● Activity: Instruction for the entries that follow: retype exactly the lines from the line with "Can you see the sky?" to the line with "Can you see the tree?", both included, and omit all others.

● Data for this exercise:
[Start of Attachment]
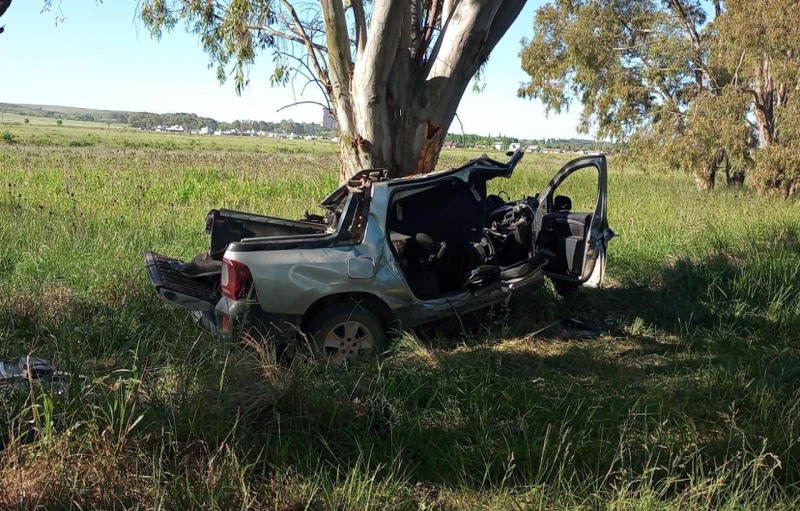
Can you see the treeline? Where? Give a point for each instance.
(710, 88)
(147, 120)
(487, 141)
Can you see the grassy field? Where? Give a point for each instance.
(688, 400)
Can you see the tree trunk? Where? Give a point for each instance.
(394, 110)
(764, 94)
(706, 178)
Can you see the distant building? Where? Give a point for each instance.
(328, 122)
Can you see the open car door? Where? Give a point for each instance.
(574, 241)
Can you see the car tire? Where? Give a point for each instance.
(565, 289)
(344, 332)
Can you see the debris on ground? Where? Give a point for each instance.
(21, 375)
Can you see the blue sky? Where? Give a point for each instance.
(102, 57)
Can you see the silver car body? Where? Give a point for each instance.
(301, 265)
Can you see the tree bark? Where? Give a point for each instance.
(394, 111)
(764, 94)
[End of Attachment]
[Start of Attachment]
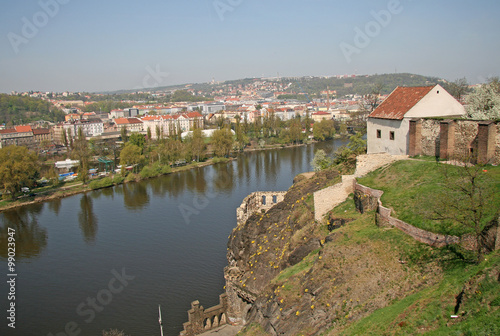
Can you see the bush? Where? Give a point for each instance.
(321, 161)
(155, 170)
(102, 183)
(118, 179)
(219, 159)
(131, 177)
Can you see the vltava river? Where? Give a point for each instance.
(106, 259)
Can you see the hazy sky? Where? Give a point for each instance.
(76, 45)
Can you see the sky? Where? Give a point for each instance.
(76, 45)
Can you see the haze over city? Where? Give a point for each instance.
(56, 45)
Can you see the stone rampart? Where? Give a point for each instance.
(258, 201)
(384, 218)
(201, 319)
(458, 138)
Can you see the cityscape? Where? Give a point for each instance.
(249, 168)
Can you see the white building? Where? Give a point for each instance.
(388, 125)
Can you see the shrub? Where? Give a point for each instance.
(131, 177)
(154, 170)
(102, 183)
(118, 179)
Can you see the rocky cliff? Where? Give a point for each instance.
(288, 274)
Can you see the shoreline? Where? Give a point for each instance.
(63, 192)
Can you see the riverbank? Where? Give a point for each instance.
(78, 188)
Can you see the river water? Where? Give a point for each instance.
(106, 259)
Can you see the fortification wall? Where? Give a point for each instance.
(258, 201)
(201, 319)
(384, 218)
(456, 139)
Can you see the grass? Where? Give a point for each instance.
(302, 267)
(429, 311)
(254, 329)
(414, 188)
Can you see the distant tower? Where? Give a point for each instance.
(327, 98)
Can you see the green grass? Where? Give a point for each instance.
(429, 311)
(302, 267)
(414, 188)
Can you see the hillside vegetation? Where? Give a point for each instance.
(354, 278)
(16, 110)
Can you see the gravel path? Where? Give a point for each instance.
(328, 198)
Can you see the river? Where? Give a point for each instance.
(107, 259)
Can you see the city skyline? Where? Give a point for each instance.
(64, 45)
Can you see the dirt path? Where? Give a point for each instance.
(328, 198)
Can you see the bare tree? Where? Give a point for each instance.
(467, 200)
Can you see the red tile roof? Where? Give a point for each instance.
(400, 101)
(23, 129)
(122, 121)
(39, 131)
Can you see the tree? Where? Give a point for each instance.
[End of Attachment]
● Result for this exercise:
Can you see the sky? Where? Give a point for each instance.
(76, 45)
Can you see the haze over city? Where? Give a point for each instance.
(56, 45)
Can you see the stone rampart? Where? Give a point for each instance.
(258, 201)
(384, 218)
(201, 319)
(458, 138)
Can you see the cityscape? Where? Give a point for each instance.
(249, 168)
Can you see the white building? Where? Give a point for each instance.
(388, 125)
Can you see the shrub? Where? Give a point for each instance.
(131, 177)
(154, 170)
(102, 183)
(118, 179)
Can you see the rocky cliff? Where? Give a point for each instance.
(288, 274)
Can you see the shoreline? Where? Give a point for each instance.
(63, 192)
Can you see the riverbank? Where? Give a point for each instance.
(78, 188)
Can you see the river water? Where? Give a point for each instance.
(106, 259)
Can you see the fortification wall? Where? Give a point for each instance.
(258, 201)
(201, 319)
(384, 218)
(456, 139)
Can you see the grass? Where? Give a point for each instance.
(302, 267)
(429, 311)
(254, 329)
(414, 188)
Can you see the distant tower? Where? Give a point for each instance.
(327, 98)
Can you see the green grass? Where? Give a point for each instance.
(429, 311)
(302, 267)
(414, 188)
Can you see the hillside vegetation? Where? Give a point for each instance.
(354, 278)
(16, 110)
Can you see the gravel path? Where? Give a point for each instance.
(328, 198)
Can you see the river? Where? Give a point for each instance.
(107, 259)
Can you see the city skyline? Where? Give a point for each instance.
(64, 45)
Can you see the dirt path? Where? Give a point for each instance.
(328, 198)
Can you see the bare tree? Where? Give a point for each instance.
(467, 200)
Can you see the red tile roof? Where? Give a point for each instance.
(400, 101)
(23, 129)
(122, 121)
(39, 131)
Can you see the tree? Where? Give a point for each instance.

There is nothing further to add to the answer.